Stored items

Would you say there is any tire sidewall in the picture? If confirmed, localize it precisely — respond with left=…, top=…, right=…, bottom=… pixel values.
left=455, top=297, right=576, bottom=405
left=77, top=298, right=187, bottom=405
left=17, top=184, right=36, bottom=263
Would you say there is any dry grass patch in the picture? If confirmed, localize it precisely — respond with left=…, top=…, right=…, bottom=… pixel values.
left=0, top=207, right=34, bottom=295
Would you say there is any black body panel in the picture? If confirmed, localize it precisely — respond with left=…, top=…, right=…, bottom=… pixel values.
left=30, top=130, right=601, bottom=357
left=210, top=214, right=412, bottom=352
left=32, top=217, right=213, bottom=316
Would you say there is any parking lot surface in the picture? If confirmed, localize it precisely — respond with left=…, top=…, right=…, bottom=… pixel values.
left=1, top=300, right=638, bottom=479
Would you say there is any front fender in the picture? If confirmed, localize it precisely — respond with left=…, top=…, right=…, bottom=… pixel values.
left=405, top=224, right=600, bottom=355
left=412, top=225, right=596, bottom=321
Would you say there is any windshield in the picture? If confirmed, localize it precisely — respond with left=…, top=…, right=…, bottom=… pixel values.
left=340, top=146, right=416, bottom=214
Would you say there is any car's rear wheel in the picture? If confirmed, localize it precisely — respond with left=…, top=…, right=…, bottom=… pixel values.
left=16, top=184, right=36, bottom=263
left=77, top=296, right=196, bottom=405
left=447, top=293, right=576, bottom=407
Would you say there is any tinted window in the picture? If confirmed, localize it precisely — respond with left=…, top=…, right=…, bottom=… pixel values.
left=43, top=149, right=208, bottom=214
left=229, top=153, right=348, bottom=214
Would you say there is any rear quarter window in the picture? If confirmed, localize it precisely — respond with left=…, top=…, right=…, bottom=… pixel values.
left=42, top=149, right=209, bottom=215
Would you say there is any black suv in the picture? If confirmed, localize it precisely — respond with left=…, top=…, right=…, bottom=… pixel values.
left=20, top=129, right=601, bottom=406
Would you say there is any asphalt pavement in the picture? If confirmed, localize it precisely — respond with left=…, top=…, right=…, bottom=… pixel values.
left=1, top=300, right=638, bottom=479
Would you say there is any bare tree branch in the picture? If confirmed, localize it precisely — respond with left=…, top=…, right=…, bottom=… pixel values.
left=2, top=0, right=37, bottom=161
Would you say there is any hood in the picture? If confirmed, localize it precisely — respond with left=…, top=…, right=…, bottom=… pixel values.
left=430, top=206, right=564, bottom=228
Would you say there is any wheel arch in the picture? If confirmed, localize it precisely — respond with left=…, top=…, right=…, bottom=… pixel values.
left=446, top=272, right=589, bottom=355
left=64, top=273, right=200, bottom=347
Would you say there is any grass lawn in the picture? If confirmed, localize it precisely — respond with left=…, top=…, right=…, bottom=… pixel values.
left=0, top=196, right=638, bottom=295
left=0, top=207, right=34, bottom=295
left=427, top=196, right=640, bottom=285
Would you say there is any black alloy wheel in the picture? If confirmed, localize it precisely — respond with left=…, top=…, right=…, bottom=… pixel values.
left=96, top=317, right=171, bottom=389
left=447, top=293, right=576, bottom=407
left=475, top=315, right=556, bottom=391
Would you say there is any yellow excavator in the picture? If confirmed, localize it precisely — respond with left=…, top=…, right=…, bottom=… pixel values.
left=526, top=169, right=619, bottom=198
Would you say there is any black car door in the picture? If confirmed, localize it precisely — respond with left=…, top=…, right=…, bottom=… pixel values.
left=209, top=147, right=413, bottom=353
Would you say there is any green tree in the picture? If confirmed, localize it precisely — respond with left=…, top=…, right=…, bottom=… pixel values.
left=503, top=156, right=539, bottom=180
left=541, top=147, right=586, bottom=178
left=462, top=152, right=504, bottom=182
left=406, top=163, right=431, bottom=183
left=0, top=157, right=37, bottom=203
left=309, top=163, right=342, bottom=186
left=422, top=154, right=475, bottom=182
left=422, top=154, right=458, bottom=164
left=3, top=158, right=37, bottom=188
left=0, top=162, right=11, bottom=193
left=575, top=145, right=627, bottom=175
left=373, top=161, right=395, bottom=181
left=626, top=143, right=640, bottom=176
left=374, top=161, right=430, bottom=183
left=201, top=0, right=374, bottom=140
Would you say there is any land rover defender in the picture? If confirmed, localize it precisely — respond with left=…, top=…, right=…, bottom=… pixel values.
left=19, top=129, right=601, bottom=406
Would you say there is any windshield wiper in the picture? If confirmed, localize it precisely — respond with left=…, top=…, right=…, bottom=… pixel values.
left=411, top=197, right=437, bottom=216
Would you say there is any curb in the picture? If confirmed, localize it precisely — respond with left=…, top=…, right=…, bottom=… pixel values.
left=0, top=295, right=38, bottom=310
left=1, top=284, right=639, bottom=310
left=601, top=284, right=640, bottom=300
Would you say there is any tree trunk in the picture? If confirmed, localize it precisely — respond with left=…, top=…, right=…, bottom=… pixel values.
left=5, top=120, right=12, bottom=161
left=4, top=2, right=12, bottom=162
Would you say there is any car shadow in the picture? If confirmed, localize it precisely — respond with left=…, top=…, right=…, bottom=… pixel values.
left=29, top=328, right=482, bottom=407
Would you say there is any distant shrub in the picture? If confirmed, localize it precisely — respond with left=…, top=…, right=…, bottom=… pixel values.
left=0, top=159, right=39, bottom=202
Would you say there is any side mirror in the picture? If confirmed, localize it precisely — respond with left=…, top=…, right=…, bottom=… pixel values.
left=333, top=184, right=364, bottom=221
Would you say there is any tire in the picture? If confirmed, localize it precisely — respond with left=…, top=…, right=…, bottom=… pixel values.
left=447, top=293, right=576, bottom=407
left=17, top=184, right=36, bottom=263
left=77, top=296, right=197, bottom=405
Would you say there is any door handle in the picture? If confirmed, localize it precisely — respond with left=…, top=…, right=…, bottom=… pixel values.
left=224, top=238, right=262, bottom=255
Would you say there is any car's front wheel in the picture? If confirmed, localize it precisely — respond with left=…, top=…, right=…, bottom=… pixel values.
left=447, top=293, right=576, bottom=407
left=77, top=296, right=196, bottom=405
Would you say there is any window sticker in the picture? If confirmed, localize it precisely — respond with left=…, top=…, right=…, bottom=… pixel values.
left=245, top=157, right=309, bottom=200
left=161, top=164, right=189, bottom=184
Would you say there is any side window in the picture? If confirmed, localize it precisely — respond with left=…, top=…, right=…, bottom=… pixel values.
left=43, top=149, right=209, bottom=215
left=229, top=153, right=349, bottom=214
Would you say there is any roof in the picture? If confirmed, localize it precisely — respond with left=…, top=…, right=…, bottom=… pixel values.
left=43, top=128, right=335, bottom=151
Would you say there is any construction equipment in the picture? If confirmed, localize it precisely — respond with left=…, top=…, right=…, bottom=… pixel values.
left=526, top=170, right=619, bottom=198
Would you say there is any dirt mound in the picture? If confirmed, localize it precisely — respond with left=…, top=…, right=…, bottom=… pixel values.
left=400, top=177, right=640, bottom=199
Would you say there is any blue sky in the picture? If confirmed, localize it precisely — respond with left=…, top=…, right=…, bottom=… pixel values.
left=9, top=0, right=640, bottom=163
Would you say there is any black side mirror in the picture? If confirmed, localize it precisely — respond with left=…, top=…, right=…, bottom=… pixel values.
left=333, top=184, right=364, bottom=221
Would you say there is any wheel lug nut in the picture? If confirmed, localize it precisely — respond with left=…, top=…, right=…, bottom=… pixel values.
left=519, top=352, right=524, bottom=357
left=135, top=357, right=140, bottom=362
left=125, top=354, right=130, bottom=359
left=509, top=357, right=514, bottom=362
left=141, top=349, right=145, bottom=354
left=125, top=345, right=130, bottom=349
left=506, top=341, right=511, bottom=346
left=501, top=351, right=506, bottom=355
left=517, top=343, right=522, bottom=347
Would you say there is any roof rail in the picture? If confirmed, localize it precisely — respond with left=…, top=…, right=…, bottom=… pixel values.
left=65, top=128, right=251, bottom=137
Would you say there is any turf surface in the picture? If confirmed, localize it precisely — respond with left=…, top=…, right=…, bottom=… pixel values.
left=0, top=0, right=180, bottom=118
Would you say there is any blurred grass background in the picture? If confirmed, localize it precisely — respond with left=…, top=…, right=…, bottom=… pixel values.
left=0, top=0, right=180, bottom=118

=== TASK BRIEF ===
Your answer must be the line with "Would you say there is any turf" and all lines after it through the final line of the entries, copied exactly and with nothing added.

=== PROBLEM SOLUTION ===
Would you say there is any turf surface in the picture? If confirmed, localize it precisely — respond with left=…, top=…, right=…, bottom=… pixel values.
left=0, top=0, right=180, bottom=118
Would you say there is any blurred grass background in the picture? If confirmed, localize it precisely — respond with left=…, top=…, right=…, bottom=… pixel values.
left=0, top=0, right=180, bottom=118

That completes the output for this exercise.